**SOURCE**
What follows is admittedly dark and some might judge as fucked up, so here’s my disclaimer. These are my views, thoughts and opinions. They are not MDI’s nor the editors of Legacy. I own them completely. If you wish to discuss them, call or text (908) 693-0313.

I am writing this in June 2018. There is a lot in the media about suicide. This is not about that. I don’t purport to understand it and my only naïve antidote to combat it is MDI and organizations like ours because we are a stand for no man being alone. Rather it is about me remembering the two contexts that got me through my youth.

There is no reason to fear anything because suicide is always an option.

And…

No matter how bad things seem, they can always be worse; I could have been born in Hiroshima in 1945.

These are hardly uplifting mantras but they gave me the strength to take on everything and avoid the cesspool of self-pity. They offered me the freedom to be me. Holding on to them both I was in my judgment able to weather some pretty dark stuff and accomplish some fairly incredible things.

**DATA SHOWN**
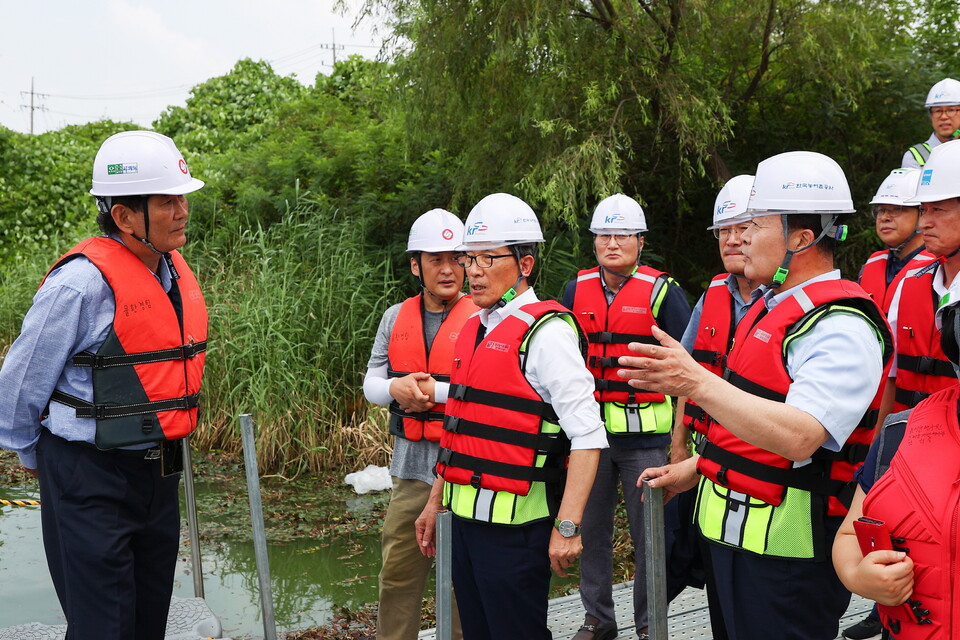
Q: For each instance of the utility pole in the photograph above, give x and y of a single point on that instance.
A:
(33, 94)
(333, 45)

**TASK LIST**
[1] Change "Hiroshima" to "Nagasaki" and write out the essay from "There is no" to "Hiroshima in 1945.".
[2] List every number written in digits in the essay.
[3] Pick up the essay on the writer's two mantras from its last sentence and carry it on.
The material has nothing to do with the essay.

**RESULTS FOR THE EXERCISE**
[1]
There is no reason to fear anything because suicide is always an option.

And…

No matter how bad things seem, they can always be worse; I could have been born in Nagasaki in 1945.

[2] (908) 693-0313, 2018, 1945

[3]
Today, I no longer hold the first to be of value because with a 29 year marriage, a family and a series of very deep relationships I get that suicide might leave something of an emotional and physical mess for others to deal with. It is something I prefer not to do. Interestingly, I believe I am now more cautious and risk adverse as a result of putting that one on the shelf. I’ll leave it to others to judge if that’s a good thing.

As for the second, my adherence to that has shifted as well. When I was younger I had two fears. The first was being trapped in an enclosed space. So I’d go caving a lot and submerge myself in sensory deprivation tanks until I became alright with the stillness. The second was the thought of becoming a paraplegic. I was very physically active, recklessly so, and I couldn’t imagine a life without my physicality. So I selfishly spent a lot of time volunteering to work with disabled kids and for 15 years served on the board of a non-profit that provided housing and social services to adults with developmental disabilities as a way to remind myself, “but for the grace of god…”

Then “GOD” caught up. Three years ago I lost the ability to walk as the result of MS and slowly I am losing my ability to move at all. Kind of ironic. In a sense I am now in my version of 1945 Hiroshima. Time for a new context. These days it’s become a little more immediate.

There’s always one thing I can do to get me a little closer to where I want to be.

I no longer refrain from acting until I have THE answer. I no longer need to be right. And I fully embrace that I can no longer do it alone. Anyone who knows me, knows how hard that last one was to accept.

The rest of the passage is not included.